PROBLEM TO SOLVE: All records should be written out again exactly.

DATA LISTING:
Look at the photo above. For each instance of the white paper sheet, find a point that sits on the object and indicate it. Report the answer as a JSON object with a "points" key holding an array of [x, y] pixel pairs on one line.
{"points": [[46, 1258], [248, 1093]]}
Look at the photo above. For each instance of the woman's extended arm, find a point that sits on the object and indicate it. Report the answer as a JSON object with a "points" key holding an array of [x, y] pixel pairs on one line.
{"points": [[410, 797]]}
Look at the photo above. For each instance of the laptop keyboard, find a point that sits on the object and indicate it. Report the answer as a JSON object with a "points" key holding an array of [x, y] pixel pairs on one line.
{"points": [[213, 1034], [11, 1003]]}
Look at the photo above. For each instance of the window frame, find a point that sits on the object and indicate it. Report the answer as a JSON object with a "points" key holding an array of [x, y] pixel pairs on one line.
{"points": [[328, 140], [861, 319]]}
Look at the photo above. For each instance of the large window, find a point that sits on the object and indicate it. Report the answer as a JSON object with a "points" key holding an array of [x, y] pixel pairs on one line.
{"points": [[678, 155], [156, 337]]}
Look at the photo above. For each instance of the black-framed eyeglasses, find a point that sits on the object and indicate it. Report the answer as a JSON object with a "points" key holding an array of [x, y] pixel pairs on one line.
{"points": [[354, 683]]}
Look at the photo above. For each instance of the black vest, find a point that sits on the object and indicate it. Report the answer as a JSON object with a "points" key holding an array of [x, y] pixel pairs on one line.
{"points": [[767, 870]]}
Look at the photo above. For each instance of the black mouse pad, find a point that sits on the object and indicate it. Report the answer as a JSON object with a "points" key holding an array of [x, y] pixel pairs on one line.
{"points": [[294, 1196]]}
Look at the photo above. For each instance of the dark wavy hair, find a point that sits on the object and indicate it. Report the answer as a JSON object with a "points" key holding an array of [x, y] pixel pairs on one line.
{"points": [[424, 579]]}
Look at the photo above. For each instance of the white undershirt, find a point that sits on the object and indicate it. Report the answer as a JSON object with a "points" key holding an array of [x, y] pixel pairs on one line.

COMPLETED EXERCISE:
Look at the photo above. For each instance of the white paper sheet, find a point that sits on the object and indicate it. Report the answer as a JSON object with a "points" key holding an array of [x, y] pixel pairs on one line.
{"points": [[46, 1258], [248, 1093]]}
Look at the photo above. For each instance of the woman's extended arm, find a point that sits on the object and indicate it. Report the answer as a JSON object with a "points" key holding an array of [x, y] pixel pairs on one line.
{"points": [[410, 797]]}
Look at the photo above. For each instance of the laptop keyboard, find a point that sits on the object and indicate it. Report the answer as a JSON object with a "points" key holding an array of [x, y] pixel pairs on one line.
{"points": [[213, 1034], [11, 1003]]}
Look at the photo above. For each instance of the window frame, find a point that sits on the object and indicate it. Report the answer as a JSON object with a "points" key holding an array of [x, y] pixel pairs on one line.
{"points": [[328, 140], [861, 319]]}
Look at the photo above. For each instance of the large window, find a point that sits on the object and indicate it. Report the answer as a JSON object with a "points" key holding an array of [x, y] pixel pairs on one line.
{"points": [[678, 155], [156, 337]]}
Look at the photo above. For each instance of the black-framed eyeglasses, find a point that sits on the object and indicate it. Report the answer as a JSON object with a "points" key holding an array of [x, y] pixel pairs on one line.
{"points": [[354, 683]]}
Look at the photo above. For each instance of the black vest, find a point that sits on the object and indicate it. Report the answer as a JSON object with a "points" key holding an array of [x, y] pixel pairs on one line.
{"points": [[767, 870]]}
Look at the photo above. For each instance of the black mouse pad, find a point that sits on the object and indicate it. Report the answer as a JSON object with a "points" key holding an array of [x, y] pixel pairs on one line.
{"points": [[294, 1196]]}
Look at the photo above. For each instance of the dark wavy hair, find a point that sits on the object and indicate it. Report the answer as a JSON object with a "points" key holding an array of [x, y] pixel pairs on one line.
{"points": [[424, 579]]}
Look at the photo above. For each instance of the white undershirt, find a point that sits on the object and indicate it. Report the answer as a JSON object with a "points" key holding an array of [x, y] pixel pairs on one line.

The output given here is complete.